◆ **Directive 1**
In the commentary on catechism question 20, rewrite the paragraph beginning "The second and third prooftexts" more briefly, keeping its main facts.
◆ **Directive 2**
Summarize the commentary on catechism question 20 in two sentences.

◆ **Page text**
▶

Q20. Did God leave all mankind to perish in the estate of sin and misery?
A. God having, out of his mere good pleasure, from all eternity, elected some to everlasting life, did enter into a covenant of grace, to deliver them out of the estate of sin and misery, and to bring them into an estate of salvation by a Redeemer.
Now we arrive at the good news. This covenant of grace is 1. rooted in eternity; 2. for a particular people; 3. a wholly better estate than the first; 4. found in a Redeemer.
The second and third prooftexts that the Westminster Divines used here (Romans 3:20-22 and Galatians 3:21-22) do not necessarily unpack any of the clauses of their answer. However, it is clear enough how they function in the turn from the Covenant of Works to the Covenant of Grace. In these two places, Paul discusses justification by faith alone in the context of the purposes of the law. In the Romans passage, the law was revealing righteousness and in the Galatians passage the law was driving the people of God to the singular Offspring, so that in both there are dimensions of what is called the Evangelical Use of the Law. But at no point is the gospel contrary to the law, anymore than it could be contrary to the divine righteousness behind that law. Rather, the law was paving the way for the promise to be fulfilled.
The Covenant of Grace is Rooted in Eternity
The remaining proof text only cites verse 4 of Ephesians 1, but if we read the whole sentence by Paul we see the scope of this grace, ranging from its first cause in eternity to its end in glory.

◀

◆ **Recorded information**
▶

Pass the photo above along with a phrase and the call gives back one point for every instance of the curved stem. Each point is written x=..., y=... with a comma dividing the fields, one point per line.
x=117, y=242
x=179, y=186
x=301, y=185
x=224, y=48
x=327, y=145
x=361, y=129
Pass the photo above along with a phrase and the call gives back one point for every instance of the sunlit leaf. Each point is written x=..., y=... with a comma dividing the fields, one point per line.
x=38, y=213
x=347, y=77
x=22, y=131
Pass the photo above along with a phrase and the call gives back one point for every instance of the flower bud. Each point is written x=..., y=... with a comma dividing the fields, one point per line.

◀

◆ **Output 1**
The Westminster Divines' second and third prooftexts, Romans 3:20-22 and Galatians 3:21-22, do not necessarily unpack the clauses of their answer, but they clearly serve the turn from the Covenant of Works to the Covenant of Grace. In both, Paul discusses justification by faith alone in the context of the law's purposes. In Romans the law reveals righteousness, and in Galatians it drives God's people to the singular Offspring, so both show the Evangelical Use of the Law. The gospel is never contrary to the law. Instead, the law paved the way for the promise to be fulfilled.

◆ **Output 2**
Asked whether God left all mankind to perish in sin and misery, the catechism answers that God, out of his good pleasure and from all eternity, elected some to everlasting life and entered a covenant of grace to deliver them and bring them into salvation by a Redeemer. The commentary calls this the good news and describes the covenant as rooted in eternity, for a particular people, better than the first estate and found in a Redeemer, and it explains that the prooftexts from Romans and Galatians show the law paving the way for the promise rather than opposing the gospel.